### What the task requires:
Render the lines of the records below as a JSON list of strings, one string per line and with blank lines omitted, from the line with "For the region" up to and including the line with "box: [412, 256, 436, 292]".

### Provided material

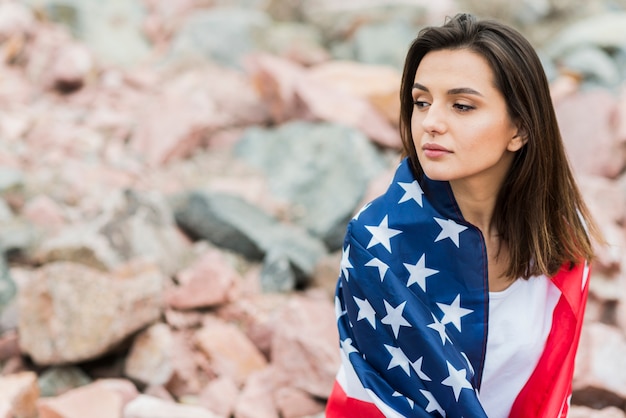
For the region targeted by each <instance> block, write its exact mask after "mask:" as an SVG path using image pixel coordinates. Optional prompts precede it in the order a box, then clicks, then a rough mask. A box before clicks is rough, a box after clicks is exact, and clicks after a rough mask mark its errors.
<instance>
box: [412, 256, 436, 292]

######
### Provided material

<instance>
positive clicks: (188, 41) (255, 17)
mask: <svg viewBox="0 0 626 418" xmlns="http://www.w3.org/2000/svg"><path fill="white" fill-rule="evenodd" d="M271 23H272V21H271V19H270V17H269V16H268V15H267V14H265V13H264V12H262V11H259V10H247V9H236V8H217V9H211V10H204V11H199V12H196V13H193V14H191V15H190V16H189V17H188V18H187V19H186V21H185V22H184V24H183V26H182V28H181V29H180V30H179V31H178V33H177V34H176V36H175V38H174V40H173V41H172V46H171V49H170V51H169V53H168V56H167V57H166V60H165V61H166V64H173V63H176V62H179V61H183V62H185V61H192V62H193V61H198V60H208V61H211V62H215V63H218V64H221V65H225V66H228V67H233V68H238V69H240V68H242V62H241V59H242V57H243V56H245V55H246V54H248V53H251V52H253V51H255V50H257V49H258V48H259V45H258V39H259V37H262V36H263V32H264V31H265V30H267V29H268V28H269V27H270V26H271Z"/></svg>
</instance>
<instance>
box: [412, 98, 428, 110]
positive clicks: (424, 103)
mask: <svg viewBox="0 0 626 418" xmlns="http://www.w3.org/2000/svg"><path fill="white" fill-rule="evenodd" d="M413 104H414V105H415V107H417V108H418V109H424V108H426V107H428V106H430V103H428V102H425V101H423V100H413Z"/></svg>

######
### Provided material

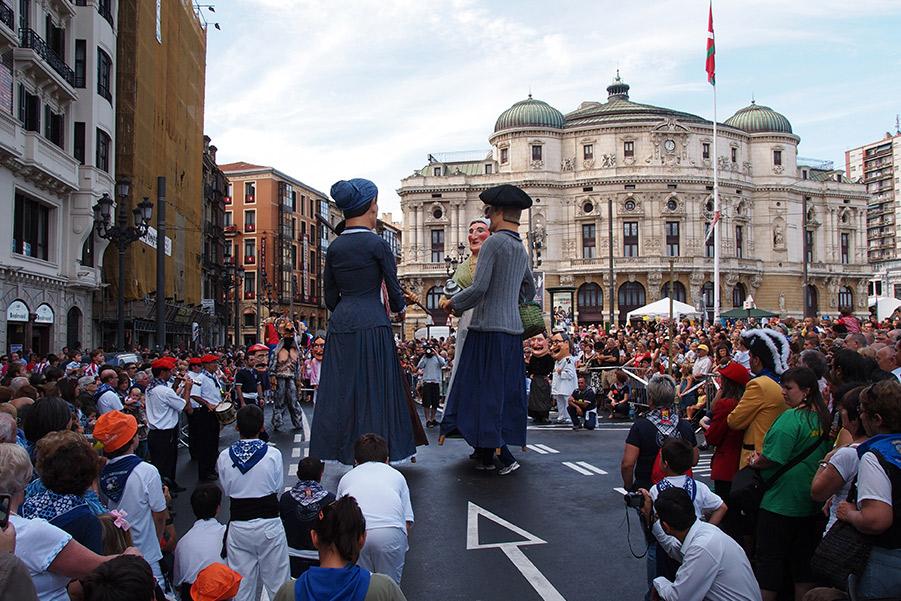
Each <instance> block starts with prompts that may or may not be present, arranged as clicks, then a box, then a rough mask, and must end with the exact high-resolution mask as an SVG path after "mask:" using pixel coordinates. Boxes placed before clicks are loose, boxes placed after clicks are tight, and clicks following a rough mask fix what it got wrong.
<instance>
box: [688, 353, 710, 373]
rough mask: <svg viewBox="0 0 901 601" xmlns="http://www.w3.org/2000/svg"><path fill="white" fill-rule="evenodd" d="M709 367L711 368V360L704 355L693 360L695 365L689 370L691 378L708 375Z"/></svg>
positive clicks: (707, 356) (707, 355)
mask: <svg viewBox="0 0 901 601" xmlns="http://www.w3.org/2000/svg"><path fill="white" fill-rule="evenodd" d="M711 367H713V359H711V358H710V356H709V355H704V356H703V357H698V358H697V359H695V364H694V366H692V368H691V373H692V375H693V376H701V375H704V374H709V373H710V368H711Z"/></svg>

######

### Expected answer:
[
  "For the region targeted by each <instance> block, write its exact mask after \"mask:\" as an SVG path using image pixel coordinates. Optional prompts precede it in the order a box, then clicks, then a rough mask. A box before clicks is rough, a box after clicks is exact, and clicks after a rough mask mark its errors.",
  "<instance>",
  "box: [412, 256, 436, 292]"
]